→ **Things to do**:
• A. In the passage on Albizu University's planned medical center, what three things does the analytic strategy help the stakeholders do?
• B. Rewrite the stretch of the medical center passage from "As Albizu University" through "analytics (An, 2013).", switching "effective decisions" to "sound decisions".

→ **Exercise passage**:
+ + +
As Albizu University anticipates setting up a Medical Center, the stakeholders need to consider the analytic strategy to ensure that they make effective decisions. Stakeholders’ effective decisions trigger establishing a medical center that offers quality and improved performance. Therefore, for the stakeholders to optimize the initiative of starting a medical center, they must have profound knowledge of healthcare analytics (An, 2013).
The analytic strategy helps the stakeholders discover the organization’s current state, identify gaps, and implement the plan (Strome, 2013). Parties establishing the medical center must have precise prognoses, procedures, and patient data. The start-up’s sponsors should then analyze the collected data to depict its implication for delivering competent patient care and ameliorating patient experience. An insight into the development of the analytical strategy for the new medical center is outlined to the stakeholders.
First, before the investors in the medical center establish the venture, detailed analytics for the facility should be conducted. Notably, the team responsible for bringing about the medical center must assess the society’s healthcare problems, availability of relevant data to make informed decisions, understanding of data representation, and application of various techniques and tools to implement the strategy. After the stakeholders have familiarized their requirements, quality goals, business problems, and identified data items, they can appropriately select analytics models that provide the information required to make decisions (Strome, 2013). For instance, through the analytic strategy, the stakeholders can determine the cost incurred to maximize the output of the time, resources, and talents invested. The process allows the decision-makers to purchase or hire tools that work best to provide care for patients seeking medical aid from the center.
+ + +
→ **Data below**:
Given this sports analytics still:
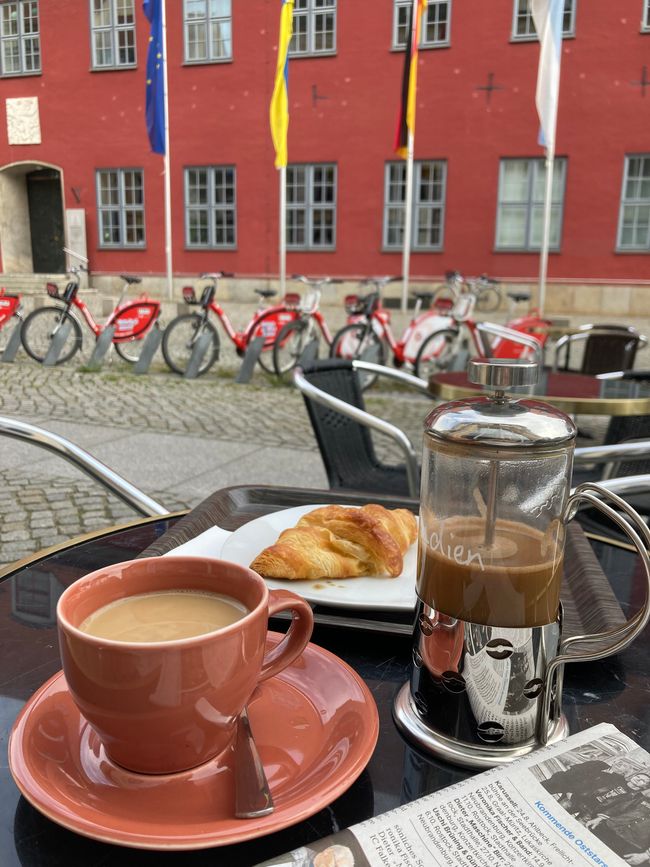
+ + +
→ **Solutions to each task**:
• A. It helps them discover the organization's current state, identify gaps, and implement the plan.

• B.
As Albizu University anticipates setting up a Medical Center, the stakeholders need to consider the analytic strategy to ensure that they make sound decisions. Stakeholders’ sound decisions trigger establishing a medical center that offers quality and improved performance. Therefore, for the stakeholders to optimize the initiative of starting a medical center, they must have profound knowledge of healthcare analytics (An, 2013).